- What is being asked
Render the material below as a Markdown table with the columns No and Line, numbering each row. Cover only the span from its first line up to and including the line with "column 199, row 119", and skip any blank lines.

Some records:
--- Start ---

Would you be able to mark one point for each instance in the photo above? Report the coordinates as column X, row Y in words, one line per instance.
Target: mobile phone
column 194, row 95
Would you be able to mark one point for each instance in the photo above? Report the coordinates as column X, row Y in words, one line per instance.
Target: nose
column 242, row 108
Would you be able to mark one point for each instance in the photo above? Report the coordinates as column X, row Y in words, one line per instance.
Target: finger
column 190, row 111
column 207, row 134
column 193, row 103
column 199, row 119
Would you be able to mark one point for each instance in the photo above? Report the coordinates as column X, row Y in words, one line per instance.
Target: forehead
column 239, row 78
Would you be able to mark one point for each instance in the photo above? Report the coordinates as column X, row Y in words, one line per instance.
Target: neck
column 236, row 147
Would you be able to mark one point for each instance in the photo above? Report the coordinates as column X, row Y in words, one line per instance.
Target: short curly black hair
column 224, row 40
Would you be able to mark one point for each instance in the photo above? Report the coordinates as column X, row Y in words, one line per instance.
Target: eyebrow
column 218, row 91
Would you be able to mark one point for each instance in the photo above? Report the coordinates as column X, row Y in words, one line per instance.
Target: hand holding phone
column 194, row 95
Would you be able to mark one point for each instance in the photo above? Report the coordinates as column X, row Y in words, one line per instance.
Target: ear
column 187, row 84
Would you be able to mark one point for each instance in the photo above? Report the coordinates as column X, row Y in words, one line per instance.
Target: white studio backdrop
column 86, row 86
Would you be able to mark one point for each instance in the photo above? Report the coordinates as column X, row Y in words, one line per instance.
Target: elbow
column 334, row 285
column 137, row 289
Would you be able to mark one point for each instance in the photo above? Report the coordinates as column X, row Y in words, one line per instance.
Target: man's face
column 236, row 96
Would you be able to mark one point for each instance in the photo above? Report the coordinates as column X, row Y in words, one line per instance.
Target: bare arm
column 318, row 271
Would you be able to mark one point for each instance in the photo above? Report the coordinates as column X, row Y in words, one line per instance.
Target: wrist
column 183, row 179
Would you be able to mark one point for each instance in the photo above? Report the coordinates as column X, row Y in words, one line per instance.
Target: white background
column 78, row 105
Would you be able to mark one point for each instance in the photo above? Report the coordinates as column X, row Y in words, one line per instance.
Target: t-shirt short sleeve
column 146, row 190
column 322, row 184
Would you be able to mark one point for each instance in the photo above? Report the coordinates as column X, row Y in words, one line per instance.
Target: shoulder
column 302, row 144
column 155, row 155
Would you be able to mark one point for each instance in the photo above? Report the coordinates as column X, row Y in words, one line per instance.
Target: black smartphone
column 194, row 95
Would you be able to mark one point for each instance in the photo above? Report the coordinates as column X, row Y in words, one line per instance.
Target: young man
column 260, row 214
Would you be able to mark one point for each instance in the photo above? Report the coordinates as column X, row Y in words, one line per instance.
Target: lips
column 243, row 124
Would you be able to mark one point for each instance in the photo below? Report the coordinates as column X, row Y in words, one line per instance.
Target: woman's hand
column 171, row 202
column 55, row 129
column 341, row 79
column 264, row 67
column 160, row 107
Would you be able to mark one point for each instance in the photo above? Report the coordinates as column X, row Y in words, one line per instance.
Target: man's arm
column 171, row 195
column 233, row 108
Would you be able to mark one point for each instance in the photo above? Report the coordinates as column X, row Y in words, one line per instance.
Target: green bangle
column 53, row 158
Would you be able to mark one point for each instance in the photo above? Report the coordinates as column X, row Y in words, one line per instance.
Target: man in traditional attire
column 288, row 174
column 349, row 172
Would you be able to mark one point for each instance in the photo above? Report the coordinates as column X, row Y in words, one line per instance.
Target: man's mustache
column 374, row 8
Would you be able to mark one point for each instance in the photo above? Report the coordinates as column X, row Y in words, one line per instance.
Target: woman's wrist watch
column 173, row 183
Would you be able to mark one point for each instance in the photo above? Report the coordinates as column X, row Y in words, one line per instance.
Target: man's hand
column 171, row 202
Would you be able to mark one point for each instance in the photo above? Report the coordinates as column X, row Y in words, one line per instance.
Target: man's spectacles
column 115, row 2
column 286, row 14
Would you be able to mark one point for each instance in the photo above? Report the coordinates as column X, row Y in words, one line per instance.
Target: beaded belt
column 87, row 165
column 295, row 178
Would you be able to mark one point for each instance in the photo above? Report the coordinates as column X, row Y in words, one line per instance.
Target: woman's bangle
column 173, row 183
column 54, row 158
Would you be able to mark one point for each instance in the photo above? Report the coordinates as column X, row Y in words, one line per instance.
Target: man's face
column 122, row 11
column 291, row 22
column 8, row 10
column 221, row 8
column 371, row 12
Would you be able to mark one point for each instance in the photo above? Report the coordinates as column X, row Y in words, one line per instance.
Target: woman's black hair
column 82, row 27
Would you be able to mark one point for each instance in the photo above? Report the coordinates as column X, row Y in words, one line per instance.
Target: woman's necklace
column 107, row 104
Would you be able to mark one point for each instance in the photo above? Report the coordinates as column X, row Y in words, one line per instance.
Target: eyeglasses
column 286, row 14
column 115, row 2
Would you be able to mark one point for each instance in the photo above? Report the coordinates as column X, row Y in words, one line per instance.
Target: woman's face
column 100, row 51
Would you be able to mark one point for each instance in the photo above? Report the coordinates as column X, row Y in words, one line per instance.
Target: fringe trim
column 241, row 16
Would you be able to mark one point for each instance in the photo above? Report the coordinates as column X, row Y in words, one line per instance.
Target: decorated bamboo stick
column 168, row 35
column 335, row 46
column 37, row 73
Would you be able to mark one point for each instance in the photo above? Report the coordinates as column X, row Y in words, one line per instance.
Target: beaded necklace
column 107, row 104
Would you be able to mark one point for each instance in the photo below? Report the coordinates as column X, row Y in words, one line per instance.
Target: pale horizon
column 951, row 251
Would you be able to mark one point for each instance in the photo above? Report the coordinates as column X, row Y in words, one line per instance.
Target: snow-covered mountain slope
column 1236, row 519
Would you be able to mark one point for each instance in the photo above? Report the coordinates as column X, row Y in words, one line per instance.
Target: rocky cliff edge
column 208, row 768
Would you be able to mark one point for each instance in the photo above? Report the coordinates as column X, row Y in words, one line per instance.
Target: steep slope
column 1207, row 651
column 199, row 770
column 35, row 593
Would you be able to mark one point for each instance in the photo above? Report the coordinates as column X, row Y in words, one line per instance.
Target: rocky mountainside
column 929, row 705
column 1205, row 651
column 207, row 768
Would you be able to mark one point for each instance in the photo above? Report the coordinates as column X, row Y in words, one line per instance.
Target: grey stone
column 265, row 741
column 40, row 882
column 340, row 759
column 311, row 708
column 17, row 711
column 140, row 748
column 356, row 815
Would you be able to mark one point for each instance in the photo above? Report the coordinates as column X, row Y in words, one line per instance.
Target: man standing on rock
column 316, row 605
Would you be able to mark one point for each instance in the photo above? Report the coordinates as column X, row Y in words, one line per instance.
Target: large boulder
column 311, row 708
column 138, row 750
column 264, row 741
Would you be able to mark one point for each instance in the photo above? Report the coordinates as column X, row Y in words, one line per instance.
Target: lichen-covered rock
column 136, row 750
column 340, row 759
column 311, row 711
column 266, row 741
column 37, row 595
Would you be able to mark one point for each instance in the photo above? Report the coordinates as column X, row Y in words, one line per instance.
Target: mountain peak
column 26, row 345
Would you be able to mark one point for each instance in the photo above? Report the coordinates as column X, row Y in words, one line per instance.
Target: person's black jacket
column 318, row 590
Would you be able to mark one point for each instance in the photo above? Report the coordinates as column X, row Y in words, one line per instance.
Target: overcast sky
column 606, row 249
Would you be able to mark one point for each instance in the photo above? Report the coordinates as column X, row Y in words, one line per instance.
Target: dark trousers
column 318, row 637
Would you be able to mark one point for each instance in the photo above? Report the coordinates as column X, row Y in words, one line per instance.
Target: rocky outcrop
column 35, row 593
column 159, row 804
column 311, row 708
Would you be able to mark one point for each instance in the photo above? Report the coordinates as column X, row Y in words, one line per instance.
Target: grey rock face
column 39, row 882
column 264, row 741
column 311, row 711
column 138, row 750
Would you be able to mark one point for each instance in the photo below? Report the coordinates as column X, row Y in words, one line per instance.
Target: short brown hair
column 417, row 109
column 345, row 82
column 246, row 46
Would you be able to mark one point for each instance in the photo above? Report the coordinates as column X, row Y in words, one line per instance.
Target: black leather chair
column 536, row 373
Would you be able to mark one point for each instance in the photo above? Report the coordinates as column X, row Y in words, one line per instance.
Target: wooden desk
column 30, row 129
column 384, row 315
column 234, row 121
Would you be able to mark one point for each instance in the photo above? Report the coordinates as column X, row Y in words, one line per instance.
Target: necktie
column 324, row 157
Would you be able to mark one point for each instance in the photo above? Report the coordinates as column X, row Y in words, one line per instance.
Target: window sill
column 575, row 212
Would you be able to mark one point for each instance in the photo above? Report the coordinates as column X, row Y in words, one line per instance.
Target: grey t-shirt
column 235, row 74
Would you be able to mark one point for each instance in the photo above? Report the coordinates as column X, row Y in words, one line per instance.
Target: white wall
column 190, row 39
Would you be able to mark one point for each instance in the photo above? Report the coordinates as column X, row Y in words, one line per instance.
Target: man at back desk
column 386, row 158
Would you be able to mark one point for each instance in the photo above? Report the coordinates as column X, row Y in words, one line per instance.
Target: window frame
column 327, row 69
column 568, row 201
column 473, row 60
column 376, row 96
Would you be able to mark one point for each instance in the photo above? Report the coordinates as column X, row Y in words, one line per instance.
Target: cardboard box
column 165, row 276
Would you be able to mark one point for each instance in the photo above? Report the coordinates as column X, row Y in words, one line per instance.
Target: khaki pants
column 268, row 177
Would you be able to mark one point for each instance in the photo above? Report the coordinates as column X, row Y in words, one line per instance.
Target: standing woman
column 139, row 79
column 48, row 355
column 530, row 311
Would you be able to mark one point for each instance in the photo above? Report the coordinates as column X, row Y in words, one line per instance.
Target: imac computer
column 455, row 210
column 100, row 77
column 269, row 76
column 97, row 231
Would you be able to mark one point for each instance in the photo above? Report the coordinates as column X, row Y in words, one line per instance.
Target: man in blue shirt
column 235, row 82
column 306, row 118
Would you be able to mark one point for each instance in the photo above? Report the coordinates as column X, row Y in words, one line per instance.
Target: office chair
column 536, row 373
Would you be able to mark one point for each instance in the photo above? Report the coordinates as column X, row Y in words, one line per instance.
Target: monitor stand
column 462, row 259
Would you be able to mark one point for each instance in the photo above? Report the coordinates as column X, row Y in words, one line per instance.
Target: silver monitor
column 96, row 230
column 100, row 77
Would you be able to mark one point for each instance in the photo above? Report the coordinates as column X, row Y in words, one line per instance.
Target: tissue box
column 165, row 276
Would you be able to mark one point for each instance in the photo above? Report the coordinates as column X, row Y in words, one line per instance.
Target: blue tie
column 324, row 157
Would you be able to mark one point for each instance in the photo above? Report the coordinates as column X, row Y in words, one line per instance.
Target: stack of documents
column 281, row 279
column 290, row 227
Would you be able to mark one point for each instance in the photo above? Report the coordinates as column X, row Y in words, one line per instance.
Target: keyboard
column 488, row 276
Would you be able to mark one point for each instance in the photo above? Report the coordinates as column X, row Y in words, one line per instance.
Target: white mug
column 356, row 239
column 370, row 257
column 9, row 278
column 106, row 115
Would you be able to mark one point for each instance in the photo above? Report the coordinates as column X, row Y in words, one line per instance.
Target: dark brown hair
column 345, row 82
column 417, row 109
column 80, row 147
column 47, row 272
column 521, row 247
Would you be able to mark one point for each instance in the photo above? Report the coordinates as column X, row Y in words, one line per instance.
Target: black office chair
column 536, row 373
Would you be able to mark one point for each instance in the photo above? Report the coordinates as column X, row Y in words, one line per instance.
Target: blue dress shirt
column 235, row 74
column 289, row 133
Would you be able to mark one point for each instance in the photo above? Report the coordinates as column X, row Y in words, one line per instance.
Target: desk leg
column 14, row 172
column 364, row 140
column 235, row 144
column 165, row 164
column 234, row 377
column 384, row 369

--- End ---

- Solved exercise
| No | Line |
|---|---|
| 1 | Would you be able to mark one point for each instance in the photo above? Report the coordinates as column X, row Y in words, one line per instance. |
| 2 | Target: mobile phone |
| 3 | column 194, row 95 |
| 4 | Would you be able to mark one point for each instance in the photo above? Report the coordinates as column X, row Y in words, one line per instance. |
| 5 | Target: nose |
| 6 | column 242, row 108 |
| 7 | Would you be able to mark one point for each instance in the photo above? Report the coordinates as column X, row Y in words, one line per instance. |
| 8 | Target: finger |
| 9 | column 190, row 111 |
| 10 | column 207, row 134 |
| 11 | column 193, row 103 |
| 12 | column 199, row 119 |